▶ [REQUIRED WORK]: Below are the records. List every line holding the word "annotator".

▶ [DATASET EXTRACT]:
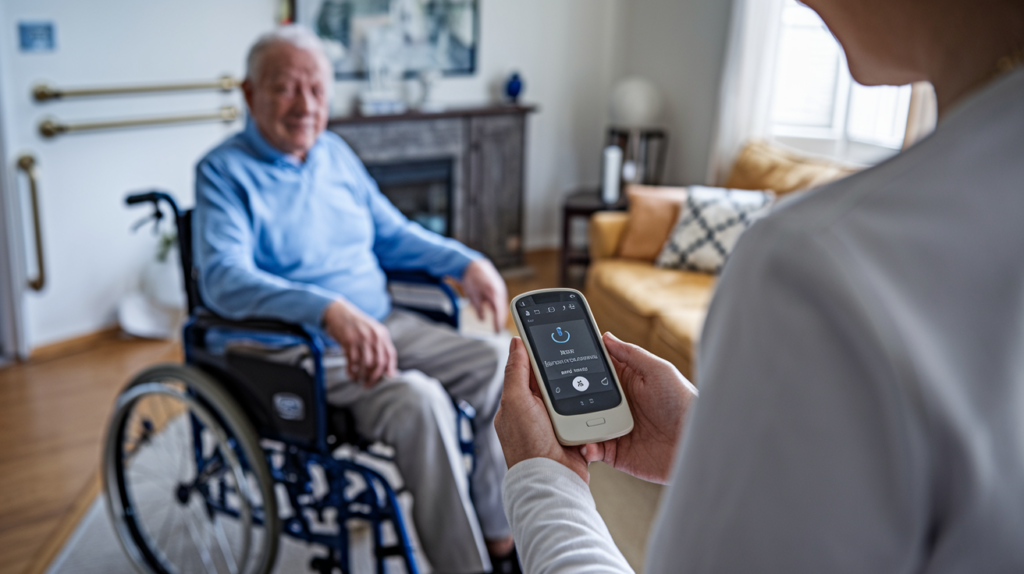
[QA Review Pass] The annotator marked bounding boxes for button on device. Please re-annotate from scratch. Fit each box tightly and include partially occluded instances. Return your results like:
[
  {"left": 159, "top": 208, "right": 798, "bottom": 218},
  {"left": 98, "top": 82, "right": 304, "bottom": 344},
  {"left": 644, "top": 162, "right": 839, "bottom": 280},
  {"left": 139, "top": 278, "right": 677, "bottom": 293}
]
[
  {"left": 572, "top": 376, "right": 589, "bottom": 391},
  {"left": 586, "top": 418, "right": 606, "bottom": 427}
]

==

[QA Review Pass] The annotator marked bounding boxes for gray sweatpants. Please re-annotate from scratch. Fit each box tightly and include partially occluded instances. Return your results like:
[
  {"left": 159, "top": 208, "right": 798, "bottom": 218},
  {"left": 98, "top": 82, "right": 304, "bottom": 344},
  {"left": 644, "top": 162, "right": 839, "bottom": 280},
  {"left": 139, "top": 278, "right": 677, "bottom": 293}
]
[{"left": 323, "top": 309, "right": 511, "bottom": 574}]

▶ [TASK SOLUTION]:
[QA Review Pass] The annotator marked bounding boxes for button on device. Please re-annotate from scratch. Fit each box tightly and include partially occluded instances. Return your results like:
[QA Review Pass] The annotator marked bounding boxes for gray sweatpants. Please re-annotate from scratch. Fit each box tightly and include partially occluded instances. Return your results like:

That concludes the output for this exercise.